**Excerpt to read**

Singapore May Lift Ban on Gay Activist Groups
Agence France-Presse,
January 7, 2004
http://www.emedia.com.my/Current_News/NST/Thursday/World/20040108081222/Article/indexb_html
By Amir Hafizi
Singapore’s increasingly tolerant approach to gay
rights has gained momentum with Deputy Prime Minister Lee Hsien Loong
indicating a ban on gay activist groups may soon be lifted.
In a speech on Tuesday to the Harvard Club, Lee said the
emergence of gay rights organisations, along with other interest groups, would
be tolerated as the government moved to ease curbs on political and social
freedoms.
“There will be other groups formed, I’m quite sure,
to campaign for specific issues, gay rights for example, and that is a
sensitive one,” Lee said after the speech, according to the Straits Times
yesterday.
Homosexual acts are still outlawed in Singapore but the
Government’s greater tolerance for gays was highlighted last year when Prime
Minister Goh Chok Tong said they were allowed to work in the public service.
Singapore’s first ever help centre catered specifically
for gays also opened last month, offering phone counselling services and
medical and legal advice.

**Data section**
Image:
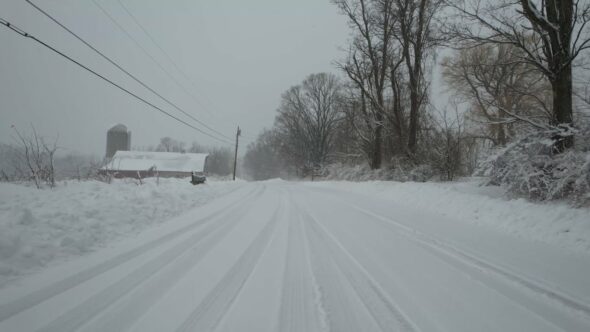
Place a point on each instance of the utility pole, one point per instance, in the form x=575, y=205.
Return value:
x=236, y=155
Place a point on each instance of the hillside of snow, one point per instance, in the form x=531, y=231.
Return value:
x=554, y=223
x=40, y=227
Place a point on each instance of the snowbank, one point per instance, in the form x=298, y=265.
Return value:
x=38, y=227
x=554, y=223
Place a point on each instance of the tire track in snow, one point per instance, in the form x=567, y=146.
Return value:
x=339, y=297
x=385, y=312
x=207, y=315
x=451, y=252
x=122, y=316
x=30, y=300
x=296, y=312
x=91, y=307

**Exercise aim**
Can you continue the news report above about Singapore possibly lifting its ban on gay activist groups, picking up after its last sentence about the new help center?

**Exercise answer**
And the city-state is gaining a reputation as a gay
entertainment hub with several gay-friendly clubs, karaoke pubs, saunas,
restaurants and fashion outlets.
People Like Us, one of the earliest gay groups formed
here in 1992, tried unsuccessfully to register as a society under the
Societies Act in 1997.
Goh said in July 2003 that although the Government
intended to relax its attitude to homosexuality, it would not be
decriminalised because of opposition from the Muslim community and the
majority of other Singaporeans.
“The heartlanders are still conservative. You can call
it double-standard but sometimes it is double-standard. They are
conservative,” he said.
“And for the Muslims, it’s religion, it’s not the
law. Islam openly says the religion is against gay practice.”